# Goal:
Starting with the first line of the entries below and going on through the line with "point(695, 419)", recast those lines as a JSON list of strings, one string per line with blank lines dropped. Leave the pictures out.

## Begin Task inputs

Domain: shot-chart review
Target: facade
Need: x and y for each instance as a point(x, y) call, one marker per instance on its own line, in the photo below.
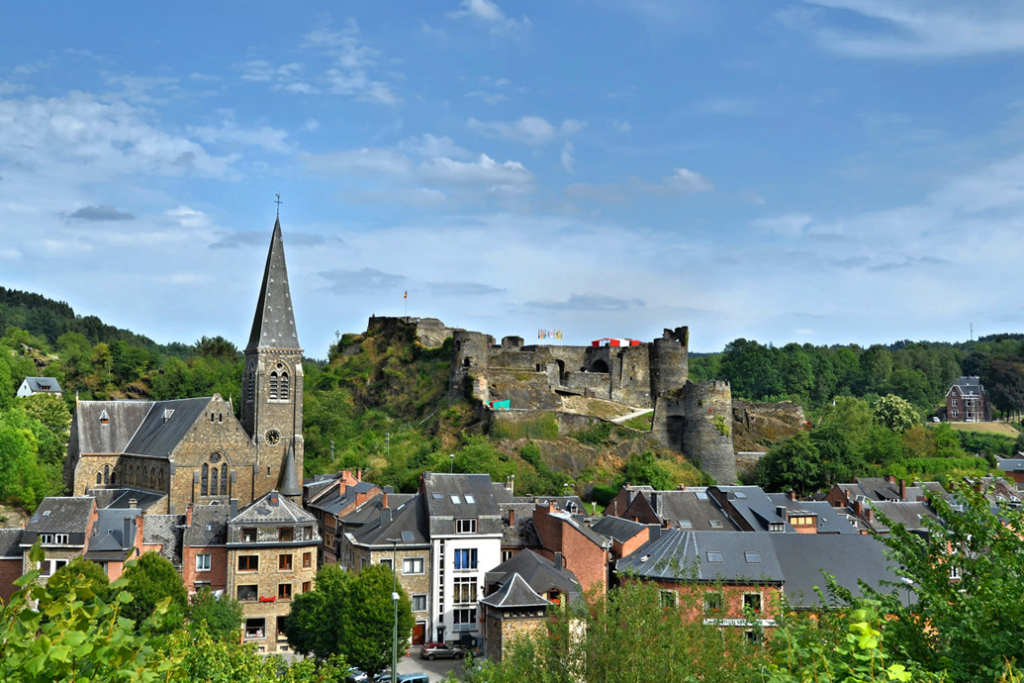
point(194, 451)
point(33, 385)
point(967, 400)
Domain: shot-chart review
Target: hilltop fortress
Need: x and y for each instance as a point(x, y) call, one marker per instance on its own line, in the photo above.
point(695, 419)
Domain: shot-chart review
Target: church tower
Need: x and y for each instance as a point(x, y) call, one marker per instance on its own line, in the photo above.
point(271, 383)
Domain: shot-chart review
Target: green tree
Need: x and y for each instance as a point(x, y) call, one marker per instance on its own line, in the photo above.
point(221, 614)
point(351, 615)
point(151, 579)
point(895, 413)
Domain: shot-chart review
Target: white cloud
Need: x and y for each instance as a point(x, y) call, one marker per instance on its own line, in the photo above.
point(488, 13)
point(566, 157)
point(906, 29)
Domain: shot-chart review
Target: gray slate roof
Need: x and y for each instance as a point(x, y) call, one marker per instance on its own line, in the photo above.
point(707, 556)
point(451, 497)
point(62, 515)
point(273, 325)
point(515, 593)
point(850, 559)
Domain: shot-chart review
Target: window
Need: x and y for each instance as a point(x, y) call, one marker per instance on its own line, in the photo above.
point(465, 558)
point(713, 602)
point(255, 629)
point(465, 620)
point(464, 590)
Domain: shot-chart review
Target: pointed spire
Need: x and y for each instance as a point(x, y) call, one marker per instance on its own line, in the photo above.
point(289, 477)
point(273, 325)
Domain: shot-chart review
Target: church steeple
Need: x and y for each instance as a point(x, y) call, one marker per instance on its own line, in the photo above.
point(273, 326)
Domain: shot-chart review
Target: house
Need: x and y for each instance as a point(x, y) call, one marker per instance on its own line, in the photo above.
point(195, 451)
point(32, 385)
point(967, 400)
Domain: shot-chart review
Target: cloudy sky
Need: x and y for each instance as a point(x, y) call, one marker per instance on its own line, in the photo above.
point(825, 171)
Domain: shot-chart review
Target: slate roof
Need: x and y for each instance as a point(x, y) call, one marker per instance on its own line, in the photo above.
point(707, 556)
point(61, 515)
point(451, 497)
point(617, 528)
point(167, 531)
point(273, 325)
point(124, 418)
point(849, 559)
point(540, 573)
point(209, 525)
point(43, 384)
point(273, 508)
point(408, 523)
point(515, 593)
point(10, 543)
point(165, 425)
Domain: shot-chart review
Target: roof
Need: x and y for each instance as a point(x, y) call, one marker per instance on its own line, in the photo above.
point(43, 384)
point(165, 530)
point(451, 497)
point(209, 525)
point(273, 508)
point(273, 325)
point(10, 543)
point(165, 425)
point(540, 573)
point(515, 593)
point(707, 556)
point(61, 514)
point(849, 559)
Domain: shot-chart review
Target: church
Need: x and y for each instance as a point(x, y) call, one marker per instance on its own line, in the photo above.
point(166, 456)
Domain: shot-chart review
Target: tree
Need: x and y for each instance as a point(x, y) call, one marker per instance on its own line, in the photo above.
point(151, 579)
point(895, 413)
point(221, 614)
point(350, 614)
point(967, 578)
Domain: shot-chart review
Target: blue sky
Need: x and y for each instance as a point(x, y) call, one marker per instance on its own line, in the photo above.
point(824, 171)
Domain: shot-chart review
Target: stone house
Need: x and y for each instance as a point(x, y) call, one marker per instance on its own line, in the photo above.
point(271, 557)
point(967, 400)
point(195, 451)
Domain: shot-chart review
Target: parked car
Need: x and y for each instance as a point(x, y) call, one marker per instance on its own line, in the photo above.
point(440, 651)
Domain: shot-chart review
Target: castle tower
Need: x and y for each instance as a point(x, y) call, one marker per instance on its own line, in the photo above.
point(271, 382)
point(708, 432)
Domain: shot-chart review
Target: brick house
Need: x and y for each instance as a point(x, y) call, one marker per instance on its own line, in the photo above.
point(967, 400)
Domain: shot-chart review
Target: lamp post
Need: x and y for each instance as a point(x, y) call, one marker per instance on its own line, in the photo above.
point(394, 599)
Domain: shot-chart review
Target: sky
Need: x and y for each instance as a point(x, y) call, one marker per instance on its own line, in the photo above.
point(810, 171)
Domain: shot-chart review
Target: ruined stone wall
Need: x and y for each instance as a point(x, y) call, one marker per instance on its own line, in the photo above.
point(708, 433)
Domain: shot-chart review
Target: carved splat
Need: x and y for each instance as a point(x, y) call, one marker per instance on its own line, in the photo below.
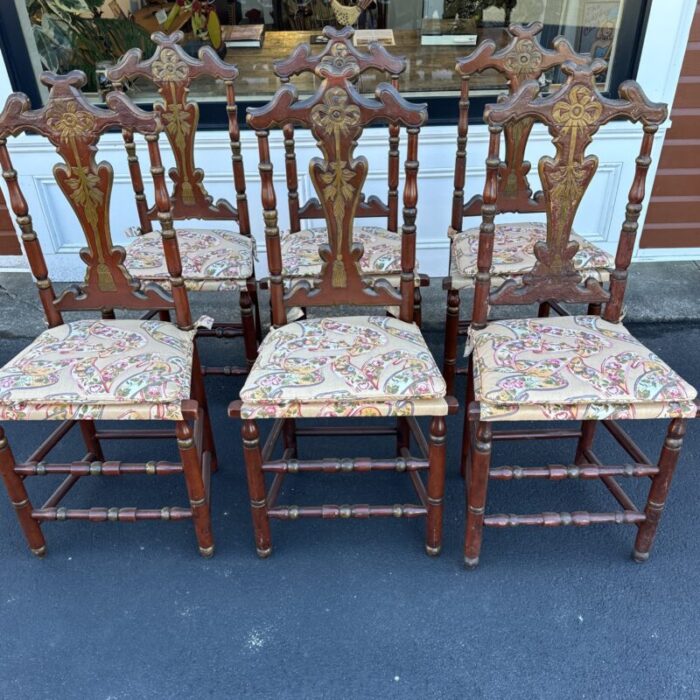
point(522, 59)
point(573, 116)
point(336, 115)
point(74, 127)
point(173, 71)
point(338, 53)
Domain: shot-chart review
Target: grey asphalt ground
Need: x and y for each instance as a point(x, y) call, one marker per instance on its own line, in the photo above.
point(355, 609)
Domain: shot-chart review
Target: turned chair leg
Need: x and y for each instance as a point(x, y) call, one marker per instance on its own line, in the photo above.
point(289, 436)
point(449, 366)
point(256, 487)
point(476, 493)
point(92, 444)
point(253, 292)
point(196, 490)
point(659, 489)
point(20, 499)
point(436, 486)
point(465, 457)
point(249, 333)
point(403, 435)
point(200, 395)
point(417, 307)
point(585, 442)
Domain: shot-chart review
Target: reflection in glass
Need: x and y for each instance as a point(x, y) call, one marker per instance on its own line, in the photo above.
point(431, 34)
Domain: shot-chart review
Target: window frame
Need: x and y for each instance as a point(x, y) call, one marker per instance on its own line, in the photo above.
point(442, 109)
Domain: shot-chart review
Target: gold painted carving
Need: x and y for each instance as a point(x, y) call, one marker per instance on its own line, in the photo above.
point(335, 118)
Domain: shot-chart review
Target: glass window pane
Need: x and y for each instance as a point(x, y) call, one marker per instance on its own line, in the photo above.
point(431, 34)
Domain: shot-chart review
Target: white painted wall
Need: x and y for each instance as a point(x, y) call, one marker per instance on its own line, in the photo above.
point(599, 218)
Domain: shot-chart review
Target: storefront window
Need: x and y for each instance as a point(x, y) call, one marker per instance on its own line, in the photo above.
point(431, 34)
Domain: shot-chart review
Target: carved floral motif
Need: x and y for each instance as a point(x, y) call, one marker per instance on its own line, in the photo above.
point(339, 61)
point(526, 58)
point(69, 122)
point(335, 118)
point(168, 67)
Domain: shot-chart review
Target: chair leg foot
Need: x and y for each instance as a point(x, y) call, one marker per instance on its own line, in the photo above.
point(19, 498)
point(436, 486)
point(196, 491)
point(476, 488)
point(256, 487)
point(640, 557)
point(207, 552)
point(659, 489)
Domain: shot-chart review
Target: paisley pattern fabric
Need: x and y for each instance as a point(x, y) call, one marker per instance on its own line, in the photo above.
point(116, 370)
point(212, 259)
point(350, 366)
point(572, 368)
point(513, 254)
point(382, 252)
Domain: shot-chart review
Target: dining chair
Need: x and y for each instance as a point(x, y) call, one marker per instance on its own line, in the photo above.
point(80, 372)
point(586, 368)
point(522, 59)
point(333, 367)
point(215, 258)
point(382, 244)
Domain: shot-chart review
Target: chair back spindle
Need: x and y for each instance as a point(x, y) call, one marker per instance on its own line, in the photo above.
point(173, 71)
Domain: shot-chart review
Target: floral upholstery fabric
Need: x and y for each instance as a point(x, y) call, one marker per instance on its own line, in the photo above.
point(572, 368)
point(513, 254)
point(351, 366)
point(116, 370)
point(212, 259)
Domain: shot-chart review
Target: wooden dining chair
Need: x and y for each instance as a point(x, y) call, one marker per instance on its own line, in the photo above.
point(586, 368)
point(80, 372)
point(215, 258)
point(382, 244)
point(522, 59)
point(342, 367)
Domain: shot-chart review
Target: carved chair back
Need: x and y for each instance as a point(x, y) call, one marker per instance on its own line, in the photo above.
point(74, 127)
point(338, 50)
point(173, 71)
point(522, 59)
point(336, 115)
point(573, 115)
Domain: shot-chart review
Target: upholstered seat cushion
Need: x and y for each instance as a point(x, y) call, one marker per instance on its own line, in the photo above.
point(349, 366)
point(572, 368)
point(382, 251)
point(513, 254)
point(123, 369)
point(212, 259)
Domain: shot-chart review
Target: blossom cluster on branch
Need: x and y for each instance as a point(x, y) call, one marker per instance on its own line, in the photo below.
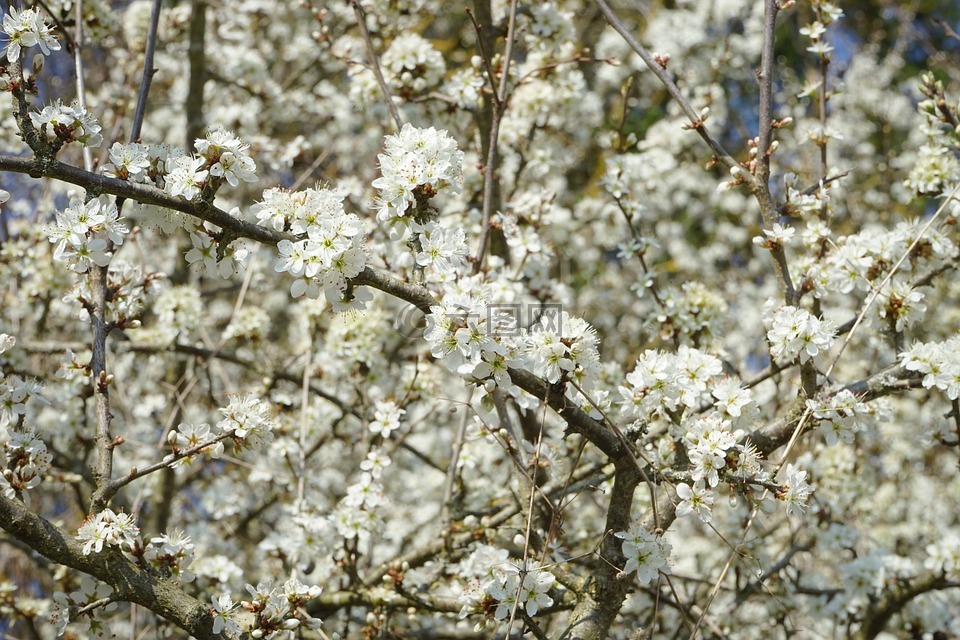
point(558, 320)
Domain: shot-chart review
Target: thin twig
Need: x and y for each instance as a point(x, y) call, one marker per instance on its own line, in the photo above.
point(375, 64)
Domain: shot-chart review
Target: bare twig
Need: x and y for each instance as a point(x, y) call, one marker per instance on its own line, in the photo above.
point(375, 64)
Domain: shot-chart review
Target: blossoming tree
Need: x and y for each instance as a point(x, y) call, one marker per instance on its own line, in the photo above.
point(409, 320)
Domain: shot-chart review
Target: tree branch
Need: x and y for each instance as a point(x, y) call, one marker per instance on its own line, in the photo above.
point(130, 582)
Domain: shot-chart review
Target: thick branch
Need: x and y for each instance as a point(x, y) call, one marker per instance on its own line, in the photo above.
point(145, 194)
point(130, 582)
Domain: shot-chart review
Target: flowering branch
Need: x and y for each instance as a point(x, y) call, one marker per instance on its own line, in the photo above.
point(130, 582)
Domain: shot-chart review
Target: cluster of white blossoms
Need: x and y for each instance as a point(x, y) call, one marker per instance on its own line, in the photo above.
point(414, 64)
point(108, 528)
point(795, 491)
point(68, 124)
point(358, 514)
point(944, 556)
point(227, 157)
point(525, 586)
point(496, 583)
point(222, 157)
point(463, 333)
point(171, 555)
point(27, 462)
point(708, 440)
point(860, 261)
point(280, 608)
point(188, 436)
point(386, 418)
point(938, 362)
point(225, 614)
point(444, 250)
point(794, 332)
point(716, 452)
point(25, 29)
point(247, 418)
point(332, 251)
point(202, 257)
point(841, 415)
point(646, 553)
point(82, 230)
point(417, 163)
point(90, 591)
point(561, 345)
point(662, 382)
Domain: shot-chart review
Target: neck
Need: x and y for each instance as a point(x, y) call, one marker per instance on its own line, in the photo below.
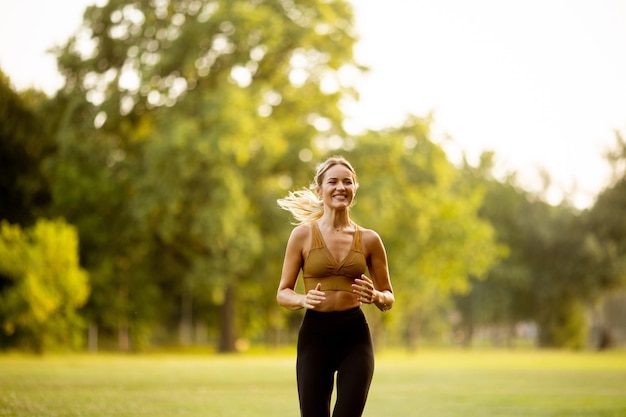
point(336, 222)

## End Task inputs

# Response:
[
  "Domain: shot-chart review",
  "Target: facade",
  "Need: x and y for each instance as a point(x, y) call, one marker per instance on its own line, in the photo below.",
  "point(194, 451)",
  "point(33, 385)",
  "point(967, 400)",
  "Domain: shot-chart review",
  "Target: hilltop fortress",
  "Need: x and y for each instance as a point(x, y) call, one marker per instance on its own line, in the photo above.",
  "point(695, 419)"
]